Provided records
━━━
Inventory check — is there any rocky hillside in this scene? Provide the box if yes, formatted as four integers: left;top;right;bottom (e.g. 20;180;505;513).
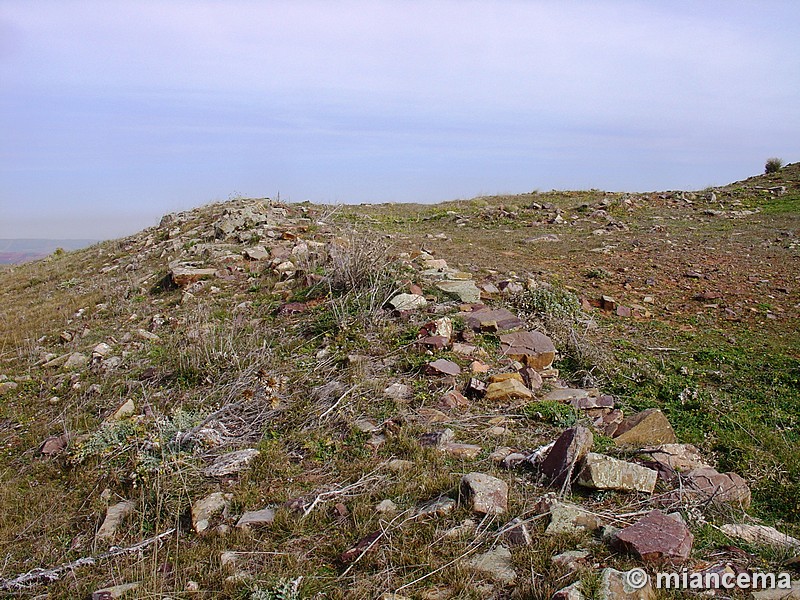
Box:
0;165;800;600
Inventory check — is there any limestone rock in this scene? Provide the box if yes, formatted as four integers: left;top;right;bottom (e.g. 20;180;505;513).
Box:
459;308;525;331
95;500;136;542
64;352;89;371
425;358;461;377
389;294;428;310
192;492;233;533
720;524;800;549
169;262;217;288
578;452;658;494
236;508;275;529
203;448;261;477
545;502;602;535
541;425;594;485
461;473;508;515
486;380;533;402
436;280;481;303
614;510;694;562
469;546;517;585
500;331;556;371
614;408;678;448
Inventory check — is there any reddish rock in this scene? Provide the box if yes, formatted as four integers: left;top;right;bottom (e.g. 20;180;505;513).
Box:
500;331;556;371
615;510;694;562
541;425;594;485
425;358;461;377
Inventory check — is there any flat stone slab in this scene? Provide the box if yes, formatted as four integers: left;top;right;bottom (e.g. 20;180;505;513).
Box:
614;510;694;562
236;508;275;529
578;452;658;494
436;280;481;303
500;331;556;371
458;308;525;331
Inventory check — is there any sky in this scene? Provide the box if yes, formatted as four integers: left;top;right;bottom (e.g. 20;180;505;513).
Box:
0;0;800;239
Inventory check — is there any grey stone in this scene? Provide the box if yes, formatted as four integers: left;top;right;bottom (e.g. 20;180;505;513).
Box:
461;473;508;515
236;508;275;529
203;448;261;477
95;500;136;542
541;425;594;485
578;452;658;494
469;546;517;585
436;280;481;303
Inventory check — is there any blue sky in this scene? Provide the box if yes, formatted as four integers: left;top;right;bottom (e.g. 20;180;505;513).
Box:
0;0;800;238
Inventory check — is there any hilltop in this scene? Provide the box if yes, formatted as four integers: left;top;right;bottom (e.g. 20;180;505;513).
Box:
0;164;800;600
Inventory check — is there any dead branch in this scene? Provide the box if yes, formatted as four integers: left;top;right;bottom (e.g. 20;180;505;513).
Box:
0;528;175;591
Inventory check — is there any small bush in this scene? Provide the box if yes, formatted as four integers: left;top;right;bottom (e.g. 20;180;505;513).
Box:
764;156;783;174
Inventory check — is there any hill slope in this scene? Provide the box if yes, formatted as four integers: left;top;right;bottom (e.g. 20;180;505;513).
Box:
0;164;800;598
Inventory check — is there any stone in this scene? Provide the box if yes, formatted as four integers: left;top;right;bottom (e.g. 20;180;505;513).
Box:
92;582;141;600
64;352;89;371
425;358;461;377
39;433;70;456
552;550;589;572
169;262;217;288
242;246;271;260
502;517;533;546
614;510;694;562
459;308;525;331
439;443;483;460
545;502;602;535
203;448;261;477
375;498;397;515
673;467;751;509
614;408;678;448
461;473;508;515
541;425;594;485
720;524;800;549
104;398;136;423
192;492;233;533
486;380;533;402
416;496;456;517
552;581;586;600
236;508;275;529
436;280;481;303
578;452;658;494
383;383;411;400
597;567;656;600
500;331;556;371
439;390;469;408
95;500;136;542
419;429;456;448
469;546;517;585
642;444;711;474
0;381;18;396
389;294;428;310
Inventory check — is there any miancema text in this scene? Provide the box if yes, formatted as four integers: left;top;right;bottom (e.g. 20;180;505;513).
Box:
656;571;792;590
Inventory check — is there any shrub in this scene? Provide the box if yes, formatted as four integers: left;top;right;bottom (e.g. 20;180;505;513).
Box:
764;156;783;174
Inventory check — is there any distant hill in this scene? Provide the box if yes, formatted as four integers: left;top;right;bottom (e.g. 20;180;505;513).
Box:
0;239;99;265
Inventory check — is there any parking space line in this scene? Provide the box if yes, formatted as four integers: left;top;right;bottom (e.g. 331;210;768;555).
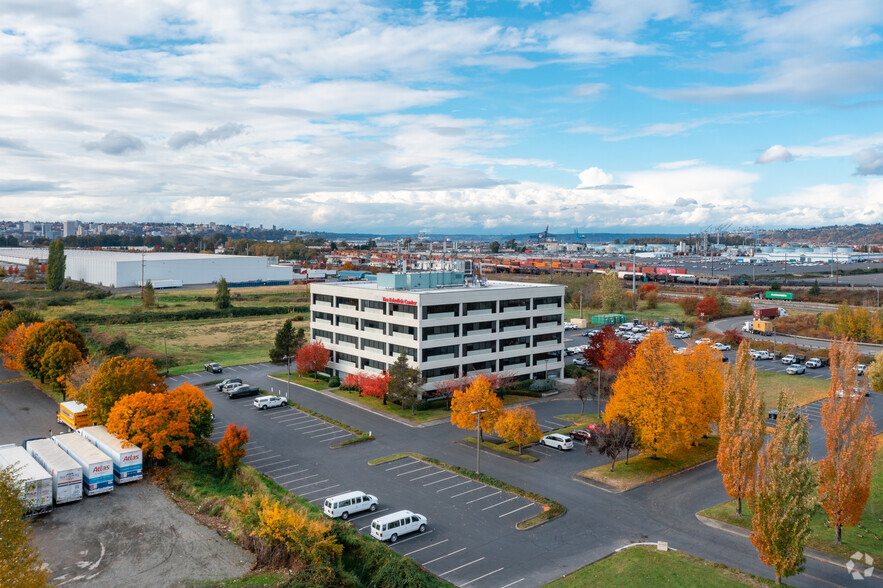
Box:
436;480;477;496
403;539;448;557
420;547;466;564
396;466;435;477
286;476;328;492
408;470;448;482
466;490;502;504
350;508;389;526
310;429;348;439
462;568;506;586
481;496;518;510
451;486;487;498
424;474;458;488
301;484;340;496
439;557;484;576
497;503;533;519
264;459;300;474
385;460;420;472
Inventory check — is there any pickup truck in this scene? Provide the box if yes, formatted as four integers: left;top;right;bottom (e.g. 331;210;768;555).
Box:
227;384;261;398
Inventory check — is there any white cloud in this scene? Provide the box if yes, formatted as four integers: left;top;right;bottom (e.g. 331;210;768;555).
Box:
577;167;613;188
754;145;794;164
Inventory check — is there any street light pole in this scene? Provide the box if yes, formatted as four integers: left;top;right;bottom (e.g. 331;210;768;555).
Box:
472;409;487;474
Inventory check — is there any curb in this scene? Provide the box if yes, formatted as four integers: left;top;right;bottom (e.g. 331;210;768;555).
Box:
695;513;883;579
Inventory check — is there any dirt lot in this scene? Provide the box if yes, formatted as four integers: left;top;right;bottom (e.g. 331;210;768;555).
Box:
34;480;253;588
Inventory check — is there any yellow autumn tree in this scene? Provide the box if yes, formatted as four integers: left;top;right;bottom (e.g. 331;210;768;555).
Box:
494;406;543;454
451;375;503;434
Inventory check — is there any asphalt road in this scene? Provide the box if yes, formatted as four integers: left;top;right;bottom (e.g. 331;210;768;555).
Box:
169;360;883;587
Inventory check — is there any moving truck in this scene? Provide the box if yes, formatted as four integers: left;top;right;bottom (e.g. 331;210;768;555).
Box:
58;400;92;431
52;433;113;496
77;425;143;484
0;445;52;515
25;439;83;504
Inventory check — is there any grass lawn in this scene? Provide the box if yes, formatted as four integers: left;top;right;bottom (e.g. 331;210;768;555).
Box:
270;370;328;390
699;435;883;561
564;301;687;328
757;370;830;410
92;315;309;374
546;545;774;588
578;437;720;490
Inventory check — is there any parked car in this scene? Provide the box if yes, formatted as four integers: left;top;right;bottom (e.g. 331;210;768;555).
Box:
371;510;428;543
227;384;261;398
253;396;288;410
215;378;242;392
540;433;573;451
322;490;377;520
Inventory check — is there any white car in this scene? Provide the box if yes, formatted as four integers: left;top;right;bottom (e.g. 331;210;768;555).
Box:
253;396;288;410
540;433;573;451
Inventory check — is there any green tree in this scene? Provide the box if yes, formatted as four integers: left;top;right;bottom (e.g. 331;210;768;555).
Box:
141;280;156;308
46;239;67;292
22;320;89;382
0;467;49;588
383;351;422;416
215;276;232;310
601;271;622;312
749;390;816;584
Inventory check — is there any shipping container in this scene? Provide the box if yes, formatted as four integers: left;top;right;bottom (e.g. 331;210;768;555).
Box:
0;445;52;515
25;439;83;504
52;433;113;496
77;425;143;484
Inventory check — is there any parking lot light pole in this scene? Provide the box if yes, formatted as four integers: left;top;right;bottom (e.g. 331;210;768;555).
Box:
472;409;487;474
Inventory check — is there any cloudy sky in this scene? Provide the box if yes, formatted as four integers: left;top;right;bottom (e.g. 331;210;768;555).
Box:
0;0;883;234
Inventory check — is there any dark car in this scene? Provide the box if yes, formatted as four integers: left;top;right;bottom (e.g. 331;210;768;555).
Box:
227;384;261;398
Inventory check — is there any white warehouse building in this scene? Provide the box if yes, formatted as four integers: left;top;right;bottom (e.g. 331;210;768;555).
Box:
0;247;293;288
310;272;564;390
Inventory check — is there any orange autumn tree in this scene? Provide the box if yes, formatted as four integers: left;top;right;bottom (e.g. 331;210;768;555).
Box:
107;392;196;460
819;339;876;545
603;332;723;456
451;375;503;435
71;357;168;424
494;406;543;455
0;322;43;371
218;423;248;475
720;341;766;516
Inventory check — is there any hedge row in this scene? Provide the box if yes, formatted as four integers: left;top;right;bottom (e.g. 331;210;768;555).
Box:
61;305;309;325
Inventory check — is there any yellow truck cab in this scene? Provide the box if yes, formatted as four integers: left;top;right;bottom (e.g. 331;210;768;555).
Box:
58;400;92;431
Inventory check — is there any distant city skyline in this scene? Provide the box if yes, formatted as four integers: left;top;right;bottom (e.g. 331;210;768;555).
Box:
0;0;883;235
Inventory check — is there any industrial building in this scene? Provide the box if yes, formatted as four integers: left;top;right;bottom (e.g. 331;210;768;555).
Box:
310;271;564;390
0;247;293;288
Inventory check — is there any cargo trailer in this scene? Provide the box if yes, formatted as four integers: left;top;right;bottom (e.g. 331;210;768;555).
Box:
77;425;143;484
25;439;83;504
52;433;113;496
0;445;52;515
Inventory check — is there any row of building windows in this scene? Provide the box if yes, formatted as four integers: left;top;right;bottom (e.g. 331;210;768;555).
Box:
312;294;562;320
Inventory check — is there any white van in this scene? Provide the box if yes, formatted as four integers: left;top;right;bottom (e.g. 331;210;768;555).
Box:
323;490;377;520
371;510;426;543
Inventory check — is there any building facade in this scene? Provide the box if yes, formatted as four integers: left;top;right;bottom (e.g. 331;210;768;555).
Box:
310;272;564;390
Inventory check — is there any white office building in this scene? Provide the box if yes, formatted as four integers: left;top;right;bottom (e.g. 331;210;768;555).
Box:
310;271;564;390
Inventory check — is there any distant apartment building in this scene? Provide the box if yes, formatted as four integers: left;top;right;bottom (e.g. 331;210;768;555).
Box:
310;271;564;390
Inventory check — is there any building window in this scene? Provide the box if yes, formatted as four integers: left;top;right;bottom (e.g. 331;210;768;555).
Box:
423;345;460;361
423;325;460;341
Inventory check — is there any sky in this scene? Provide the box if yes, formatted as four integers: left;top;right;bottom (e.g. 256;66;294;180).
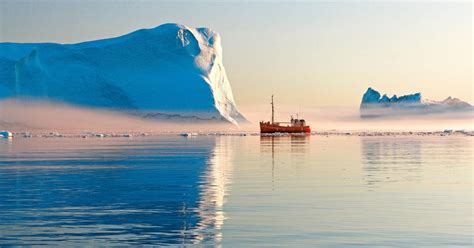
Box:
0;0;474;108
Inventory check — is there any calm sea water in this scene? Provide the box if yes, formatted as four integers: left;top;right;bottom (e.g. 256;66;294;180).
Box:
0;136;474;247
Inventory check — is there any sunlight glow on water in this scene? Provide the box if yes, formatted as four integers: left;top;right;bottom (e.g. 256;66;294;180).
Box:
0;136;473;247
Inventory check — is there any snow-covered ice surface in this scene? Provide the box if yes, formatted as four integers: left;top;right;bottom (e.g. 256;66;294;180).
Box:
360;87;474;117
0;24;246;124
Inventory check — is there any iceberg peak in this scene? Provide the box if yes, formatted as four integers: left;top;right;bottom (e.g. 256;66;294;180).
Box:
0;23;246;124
━━━
Problem
Output, as a numbered list with blank lines omitted, the lines from the start of the records through the line containing "0;165;800;600", both ends included. Leave the pictures out.

Correct result
1. Inventory check — is there any rocky hillside in this scene? Provide the box if yes, formatted as four integers: left;top;right;bottom (e.g. 20;180;505;513).
2. Box:
3. 0;165;800;600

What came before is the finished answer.